**Work instructions**
Each entry that follows should be retyped in full and exactly.

━━ Information given

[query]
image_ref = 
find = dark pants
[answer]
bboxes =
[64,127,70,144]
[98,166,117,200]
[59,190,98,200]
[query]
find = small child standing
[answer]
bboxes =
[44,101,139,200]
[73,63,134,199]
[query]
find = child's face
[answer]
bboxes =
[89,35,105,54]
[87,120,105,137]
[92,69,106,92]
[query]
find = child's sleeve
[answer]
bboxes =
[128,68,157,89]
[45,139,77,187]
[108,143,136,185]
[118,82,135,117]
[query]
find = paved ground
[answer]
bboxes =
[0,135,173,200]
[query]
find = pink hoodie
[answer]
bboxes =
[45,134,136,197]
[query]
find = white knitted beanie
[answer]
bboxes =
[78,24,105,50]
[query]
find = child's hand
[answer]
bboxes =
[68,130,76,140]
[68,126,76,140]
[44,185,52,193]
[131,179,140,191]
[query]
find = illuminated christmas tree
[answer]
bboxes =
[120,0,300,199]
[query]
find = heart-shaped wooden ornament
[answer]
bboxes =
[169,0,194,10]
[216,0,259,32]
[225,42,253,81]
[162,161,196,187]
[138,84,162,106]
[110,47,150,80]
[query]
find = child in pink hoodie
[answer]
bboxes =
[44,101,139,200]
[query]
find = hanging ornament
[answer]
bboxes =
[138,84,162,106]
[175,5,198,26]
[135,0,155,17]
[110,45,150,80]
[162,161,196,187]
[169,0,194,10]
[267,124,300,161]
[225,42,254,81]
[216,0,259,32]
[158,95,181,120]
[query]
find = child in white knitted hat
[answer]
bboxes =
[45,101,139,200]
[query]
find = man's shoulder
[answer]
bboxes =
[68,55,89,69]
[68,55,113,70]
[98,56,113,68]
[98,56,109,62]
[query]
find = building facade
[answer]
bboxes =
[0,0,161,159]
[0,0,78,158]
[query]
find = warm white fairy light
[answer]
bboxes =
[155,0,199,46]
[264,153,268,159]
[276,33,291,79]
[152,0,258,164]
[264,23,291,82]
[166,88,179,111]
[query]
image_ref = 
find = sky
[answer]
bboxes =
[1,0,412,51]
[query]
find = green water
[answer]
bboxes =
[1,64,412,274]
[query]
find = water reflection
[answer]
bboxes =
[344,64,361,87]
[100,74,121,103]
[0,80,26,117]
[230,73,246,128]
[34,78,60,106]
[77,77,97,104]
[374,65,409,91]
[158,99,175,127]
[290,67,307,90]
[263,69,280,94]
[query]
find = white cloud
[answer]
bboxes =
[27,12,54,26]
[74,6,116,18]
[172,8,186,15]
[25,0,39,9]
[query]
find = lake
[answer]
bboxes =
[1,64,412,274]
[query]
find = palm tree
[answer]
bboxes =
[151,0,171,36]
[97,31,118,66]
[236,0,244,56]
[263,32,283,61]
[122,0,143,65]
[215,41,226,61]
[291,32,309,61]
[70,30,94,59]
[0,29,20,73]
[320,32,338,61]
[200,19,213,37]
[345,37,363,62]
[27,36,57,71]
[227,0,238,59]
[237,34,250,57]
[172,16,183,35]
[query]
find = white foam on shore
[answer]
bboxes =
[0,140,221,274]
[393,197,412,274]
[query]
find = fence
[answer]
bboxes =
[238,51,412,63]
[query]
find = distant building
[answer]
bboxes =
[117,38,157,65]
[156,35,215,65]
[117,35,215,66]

━━━━

**Exercise solution**
[query]
image_ref = 
find = dark pants
[answer]
bboxes =
[64,127,70,144]
[98,166,117,200]
[59,190,98,200]
[query]
find = small child standing
[answer]
bboxes =
[44,101,139,200]
[73,63,134,199]
[query]
find = child's face
[answer]
bboxes =
[89,35,105,54]
[87,120,105,137]
[92,69,106,92]
[query]
find = child's sleeve
[answer]
bboxes =
[128,68,157,89]
[45,139,77,187]
[108,143,136,185]
[118,82,135,117]
[query]
find = paved ground
[answer]
bboxes =
[0,135,173,200]
[query]
find = pink hoodie
[answer]
bboxes =
[45,134,136,197]
[query]
find = white knitted beanie
[answer]
bboxes =
[78,24,105,50]
[query]
find = child's hand
[answer]
bboxes =
[68,130,76,140]
[68,126,76,140]
[44,185,52,193]
[131,179,140,191]
[query]
find = illuminated christmas tree
[answer]
bboxes =
[120,0,300,199]
[query]
find = heart-shaped wooden ornament
[answer]
bboxes =
[169,0,194,10]
[216,0,259,32]
[225,42,253,81]
[162,161,196,187]
[138,84,162,106]
[110,47,150,80]
[query]
find = child in pink hoodie
[answer]
bboxes =
[44,101,139,200]
[query]
find = hanging ornament
[answer]
bboxes =
[138,84,162,106]
[175,5,198,26]
[135,0,155,17]
[110,45,150,80]
[162,161,196,187]
[169,0,194,10]
[267,124,300,161]
[225,42,254,81]
[216,0,259,32]
[158,95,181,120]
[query]
find = child in white knitted hat
[answer]
bboxes =
[45,101,139,200]
[query]
find = man's shoulder
[answer]
bboxes =
[68,55,89,69]
[68,55,113,70]
[98,56,113,68]
[98,56,109,62]
[query]
find = building facade
[answer]
bboxes =
[0,0,161,159]
[0,0,78,158]
[query]
find = warm white fairy light
[answer]
bboxes =
[155,0,199,46]
[264,153,268,159]
[276,33,291,79]
[152,0,258,164]
[264,23,291,82]
[166,88,179,111]
[query]
image_ref = 
find = sky
[answer]
bboxes =
[1,0,412,51]
[query]
find = green water
[answer]
bboxes =
[1,64,412,274]
[query]
find = water reflection
[answer]
bboxes =
[344,64,361,87]
[100,74,121,103]
[0,80,26,117]
[230,73,246,128]
[34,78,60,106]
[77,77,97,104]
[374,65,409,91]
[158,99,175,127]
[290,67,307,90]
[263,69,280,94]
[query]
find = white cloud
[answer]
bboxes =
[27,12,54,26]
[74,6,116,18]
[172,8,186,15]
[25,0,39,9]
[query]
find = lake
[answer]
bboxes =
[1,64,412,274]
[query]
find = palm tree
[answer]
bboxes =
[151,0,171,36]
[97,31,118,66]
[236,0,244,56]
[263,32,283,61]
[122,0,143,65]
[215,41,226,61]
[291,32,309,61]
[70,30,94,59]
[0,29,20,73]
[320,32,338,61]
[200,19,213,37]
[345,37,363,62]
[27,36,57,71]
[227,0,238,59]
[237,34,250,57]
[172,16,183,35]
[query]
find = white foam on shore
[answer]
bboxes =
[0,140,221,274]
[393,197,412,274]
[query]
find = fence
[answer]
bboxes =
[238,51,412,63]
[query]
find = distant building
[answer]
bboxes =
[117,38,157,65]
[156,35,215,65]
[117,35,215,66]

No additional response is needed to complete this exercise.